Items from a dataset |
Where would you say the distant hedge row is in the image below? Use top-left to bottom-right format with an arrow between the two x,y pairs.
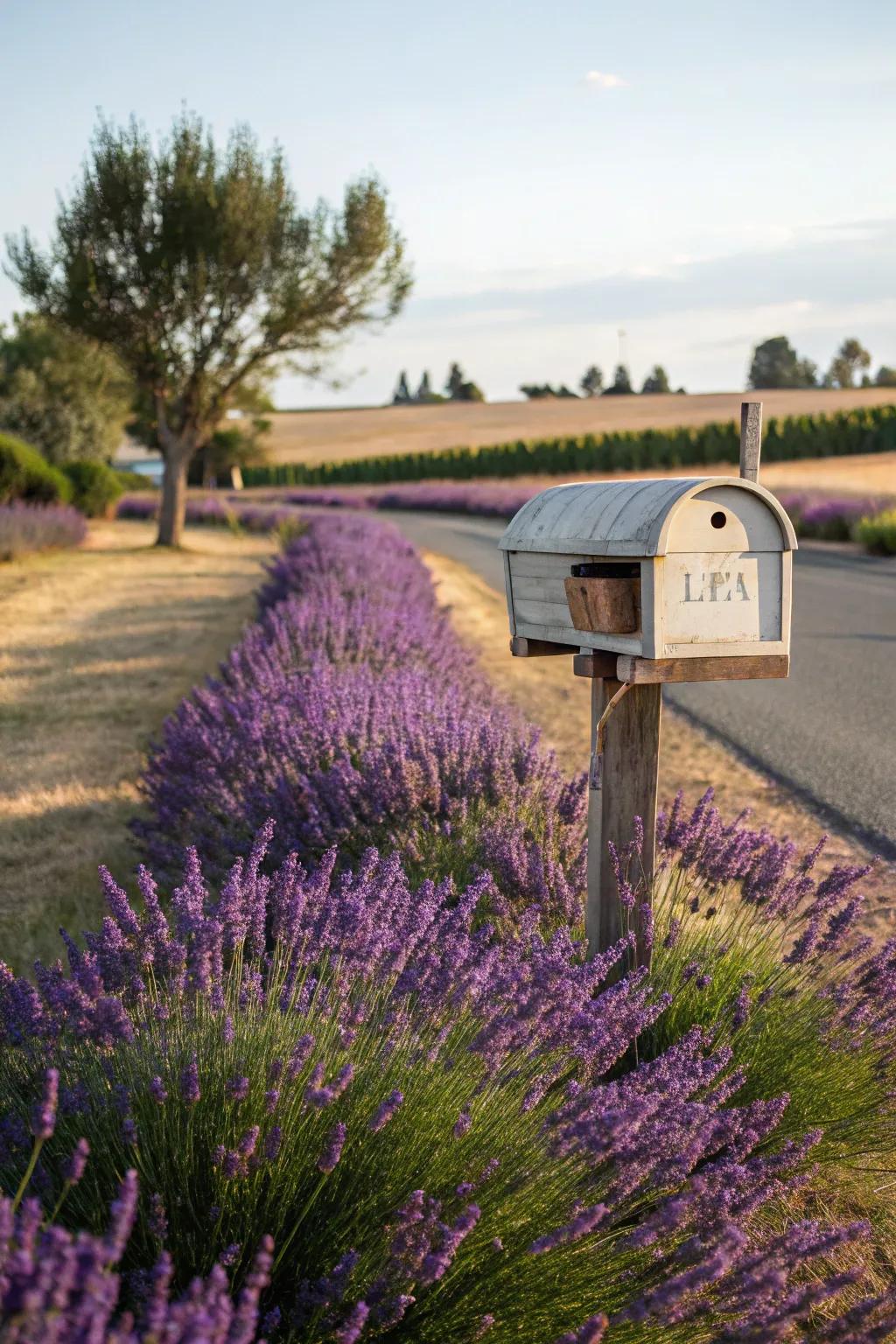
243,406 -> 896,485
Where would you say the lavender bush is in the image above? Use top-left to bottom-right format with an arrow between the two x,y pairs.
0,828 -> 896,1344
618,790 -> 896,1161
0,504 -> 88,562
780,494 -> 888,542
136,517 -> 585,922
0,1172 -> 270,1344
132,516 -> 893,1157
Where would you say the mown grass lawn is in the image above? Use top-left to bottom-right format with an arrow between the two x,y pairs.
0,522 -> 274,970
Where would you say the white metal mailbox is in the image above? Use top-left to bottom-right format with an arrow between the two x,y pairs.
500,476 -> 796,659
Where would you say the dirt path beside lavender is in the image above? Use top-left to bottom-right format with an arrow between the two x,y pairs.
424,551 -> 896,940
0,522 -> 274,970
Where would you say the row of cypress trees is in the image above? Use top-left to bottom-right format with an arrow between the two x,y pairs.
243,406 -> 896,485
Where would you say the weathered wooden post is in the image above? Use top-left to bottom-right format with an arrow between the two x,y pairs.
500,402 -> 796,965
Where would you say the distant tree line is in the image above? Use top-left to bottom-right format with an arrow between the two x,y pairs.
520,364 -> 683,401
748,336 -> 896,388
392,363 -> 485,406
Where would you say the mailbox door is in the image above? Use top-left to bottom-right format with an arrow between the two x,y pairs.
653,485 -> 791,657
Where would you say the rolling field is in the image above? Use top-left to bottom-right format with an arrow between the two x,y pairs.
268,387 -> 896,465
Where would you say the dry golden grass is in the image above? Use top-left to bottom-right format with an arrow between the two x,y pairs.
268,387 -> 896,464
0,523 -> 273,969
424,552 -> 896,938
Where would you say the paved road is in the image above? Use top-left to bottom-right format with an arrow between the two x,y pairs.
380,511 -> 896,859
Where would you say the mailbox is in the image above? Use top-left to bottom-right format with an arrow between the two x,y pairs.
500,476 -> 796,661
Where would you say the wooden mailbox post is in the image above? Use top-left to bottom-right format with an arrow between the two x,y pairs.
500,402 -> 796,963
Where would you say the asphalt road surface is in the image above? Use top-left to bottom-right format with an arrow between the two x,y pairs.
380,511 -> 896,859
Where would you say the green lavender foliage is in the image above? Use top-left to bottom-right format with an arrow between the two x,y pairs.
856,508 -> 896,555
243,406 -> 896,485
638,856 -> 896,1168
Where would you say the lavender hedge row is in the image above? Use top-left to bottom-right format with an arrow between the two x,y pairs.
137,517 -> 584,920
118,481 -> 892,554
0,504 -> 88,561
0,828 -> 896,1344
0,516 -> 896,1344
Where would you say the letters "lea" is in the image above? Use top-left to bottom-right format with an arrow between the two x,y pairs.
682,570 -> 751,602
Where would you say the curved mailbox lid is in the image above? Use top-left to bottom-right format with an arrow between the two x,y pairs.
499,476 -> 796,555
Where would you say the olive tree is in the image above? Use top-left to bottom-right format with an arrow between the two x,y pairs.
0,313 -> 133,466
7,113 -> 411,546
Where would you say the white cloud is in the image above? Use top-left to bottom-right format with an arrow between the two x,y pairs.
584,70 -> 628,88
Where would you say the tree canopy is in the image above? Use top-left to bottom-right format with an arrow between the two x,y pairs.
444,363 -> 485,402
748,336 -> 818,388
8,111 -> 411,544
828,336 -> 871,387
603,364 -> 634,396
640,364 -> 672,396
0,313 -> 133,465
579,364 -> 603,396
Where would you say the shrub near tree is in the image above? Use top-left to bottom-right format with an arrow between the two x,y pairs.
10,113 -> 411,546
0,313 -> 133,466
0,434 -> 73,504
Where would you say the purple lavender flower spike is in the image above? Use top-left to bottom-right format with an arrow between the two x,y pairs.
31,1068 -> 60,1141
63,1138 -> 90,1186
180,1050 -> 201,1106
317,1121 -> 346,1176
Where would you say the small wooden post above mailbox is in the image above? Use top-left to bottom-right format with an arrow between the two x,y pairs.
500,402 -> 796,963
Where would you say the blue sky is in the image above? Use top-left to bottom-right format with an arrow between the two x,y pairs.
0,0 -> 896,406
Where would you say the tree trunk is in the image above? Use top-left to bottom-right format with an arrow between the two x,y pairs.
156,444 -> 191,546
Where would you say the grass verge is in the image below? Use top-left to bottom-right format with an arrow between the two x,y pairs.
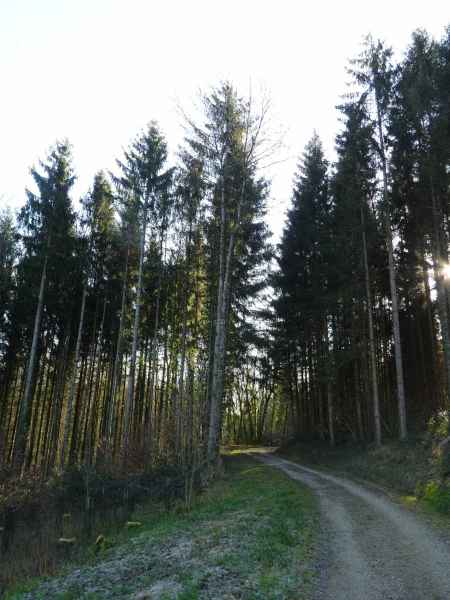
6,454 -> 318,600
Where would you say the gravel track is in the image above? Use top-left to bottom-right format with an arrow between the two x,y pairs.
254,453 -> 450,600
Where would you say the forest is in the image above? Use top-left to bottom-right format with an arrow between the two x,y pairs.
0,29 -> 450,488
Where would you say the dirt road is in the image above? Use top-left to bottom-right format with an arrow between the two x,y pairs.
257,454 -> 450,600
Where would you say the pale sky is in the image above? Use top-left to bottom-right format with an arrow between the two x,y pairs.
0,0 -> 450,235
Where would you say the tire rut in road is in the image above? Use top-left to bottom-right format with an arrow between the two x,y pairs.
255,454 -> 450,600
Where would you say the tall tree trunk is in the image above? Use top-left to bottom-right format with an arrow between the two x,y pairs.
14,253 -> 48,462
375,86 -> 408,441
122,205 -> 148,454
361,205 -> 381,446
59,285 -> 87,469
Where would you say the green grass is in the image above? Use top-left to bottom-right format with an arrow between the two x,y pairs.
279,438 -> 450,515
4,454 -> 319,600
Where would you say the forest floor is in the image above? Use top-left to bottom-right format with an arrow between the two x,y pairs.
258,453 -> 450,600
279,437 -> 437,496
5,454 -> 320,600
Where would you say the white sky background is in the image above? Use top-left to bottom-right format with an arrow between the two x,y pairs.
0,0 -> 450,237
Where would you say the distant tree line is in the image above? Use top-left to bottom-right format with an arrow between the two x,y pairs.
0,84 -> 272,474
272,29 -> 450,444
0,29 -> 450,474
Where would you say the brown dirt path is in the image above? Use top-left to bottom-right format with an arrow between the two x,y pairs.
254,453 -> 450,600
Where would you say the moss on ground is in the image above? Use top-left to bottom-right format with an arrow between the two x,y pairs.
7,454 -> 319,600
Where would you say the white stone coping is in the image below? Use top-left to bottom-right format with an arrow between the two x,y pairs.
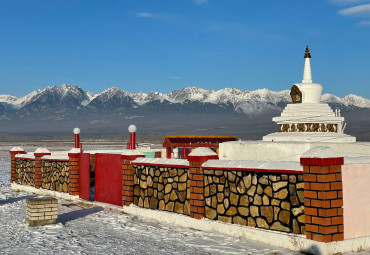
35,148 -> 50,153
121,150 -> 145,156
132,158 -> 189,166
10,147 -> 24,151
15,152 -> 35,160
189,147 -> 217,156
344,156 -> 370,165
41,151 -> 69,160
301,146 -> 341,158
202,159 -> 303,172
83,150 -> 122,154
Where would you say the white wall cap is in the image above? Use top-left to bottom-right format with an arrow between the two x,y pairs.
68,148 -> 81,153
301,146 -> 340,158
10,147 -> 24,151
73,127 -> 81,135
35,148 -> 50,153
121,150 -> 145,156
133,158 -> 189,166
189,147 -> 217,156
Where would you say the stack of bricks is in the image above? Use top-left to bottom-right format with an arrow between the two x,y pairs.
68,149 -> 80,196
301,152 -> 344,243
121,153 -> 145,206
34,148 -> 51,189
189,161 -> 205,219
26,197 -> 58,227
188,148 -> 218,219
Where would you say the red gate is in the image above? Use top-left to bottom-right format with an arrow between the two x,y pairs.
95,153 -> 123,206
79,153 -> 90,200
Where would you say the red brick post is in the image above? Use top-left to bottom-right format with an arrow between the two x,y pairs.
301,147 -> 344,243
9,147 -> 25,183
68,148 -> 80,196
188,148 -> 218,219
121,150 -> 145,206
33,148 -> 51,189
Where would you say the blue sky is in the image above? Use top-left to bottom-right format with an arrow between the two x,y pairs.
0,0 -> 370,98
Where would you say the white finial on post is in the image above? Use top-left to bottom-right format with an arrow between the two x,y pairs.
302,45 -> 312,83
128,125 -> 137,150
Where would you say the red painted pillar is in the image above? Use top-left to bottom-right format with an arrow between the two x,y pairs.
166,147 -> 172,158
130,132 -> 136,150
73,128 -> 81,148
34,148 -> 51,189
301,147 -> 344,243
128,125 -> 137,150
181,148 -> 188,159
9,147 -> 25,183
188,148 -> 218,219
121,152 -> 145,206
68,149 -> 80,196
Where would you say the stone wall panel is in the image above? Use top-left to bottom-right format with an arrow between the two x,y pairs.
204,169 -> 305,234
41,160 -> 69,193
134,165 -> 190,215
15,158 -> 35,187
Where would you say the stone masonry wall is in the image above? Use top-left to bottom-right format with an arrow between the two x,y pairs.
15,158 -> 35,187
134,165 -> 190,215
204,169 -> 306,234
41,160 -> 69,193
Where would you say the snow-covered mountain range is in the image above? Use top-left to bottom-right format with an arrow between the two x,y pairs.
0,84 -> 370,139
0,84 -> 370,114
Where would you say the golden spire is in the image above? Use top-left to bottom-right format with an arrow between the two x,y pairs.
304,45 -> 311,58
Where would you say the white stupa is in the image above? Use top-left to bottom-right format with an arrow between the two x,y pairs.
219,47 -> 370,162
263,46 -> 356,143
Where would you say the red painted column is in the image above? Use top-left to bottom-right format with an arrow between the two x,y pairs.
181,148 -> 188,159
34,148 -> 51,189
188,148 -> 218,219
68,149 -> 80,196
130,132 -> 136,150
121,152 -> 145,206
301,147 -> 344,243
73,128 -> 81,148
9,147 -> 25,183
166,147 -> 172,158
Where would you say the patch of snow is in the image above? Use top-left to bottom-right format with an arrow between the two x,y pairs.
189,147 -> 217,156
203,159 -> 303,171
133,158 -> 189,166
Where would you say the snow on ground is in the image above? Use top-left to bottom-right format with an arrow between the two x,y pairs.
0,146 -> 365,255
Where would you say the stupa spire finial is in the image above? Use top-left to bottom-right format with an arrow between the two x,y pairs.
304,45 -> 311,58
302,45 -> 312,83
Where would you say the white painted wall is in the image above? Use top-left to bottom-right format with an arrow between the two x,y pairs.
342,164 -> 370,239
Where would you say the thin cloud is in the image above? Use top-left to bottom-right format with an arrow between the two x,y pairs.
136,12 -> 154,18
357,21 -> 370,24
328,0 -> 370,5
338,4 -> 370,17
193,0 -> 209,5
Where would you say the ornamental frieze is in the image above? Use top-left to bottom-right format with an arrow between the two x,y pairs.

What is required |
Rewrite the lines from the one containing "Where would you say the patch" through the end of the items as a numbered list, skipping blank lines.

Answer below |
1. Where would you say the patch of snow is in the image above? Use top-left to bottom-right format with an arrow between the two x,y pairs.
2. 189,147 -> 217,156
3. 203,159 -> 303,171
4. 133,158 -> 189,166
5. Where would you say the snow on ground is in the image above? Use top-left to bottom-right format with an arrow between the two x,y pairs.
6. 0,146 -> 365,255
7. Where would you say the stupa spire finial is in the image above? Use top-left to bottom-right format with an arrow between the two x,y pairs.
8. 304,45 -> 311,58
9. 302,45 -> 312,83
10. Where would you say the white painted wall is in the image above? Use top-left to bottom-right format with an arrow between the two x,y pairs.
11. 342,164 -> 370,239
12. Where would you say the thin cloud is in the image above? Use top-left to bottom-right format with an arrow between the two x,y pairs.
13. 136,12 -> 154,18
14. 357,21 -> 370,24
15. 328,0 -> 370,5
16. 338,4 -> 370,17
17. 193,0 -> 209,5
18. Where would you say the ornamental frieze is in the image above? Use top-left to bottom-right format with an arrow between the two x,y pairs.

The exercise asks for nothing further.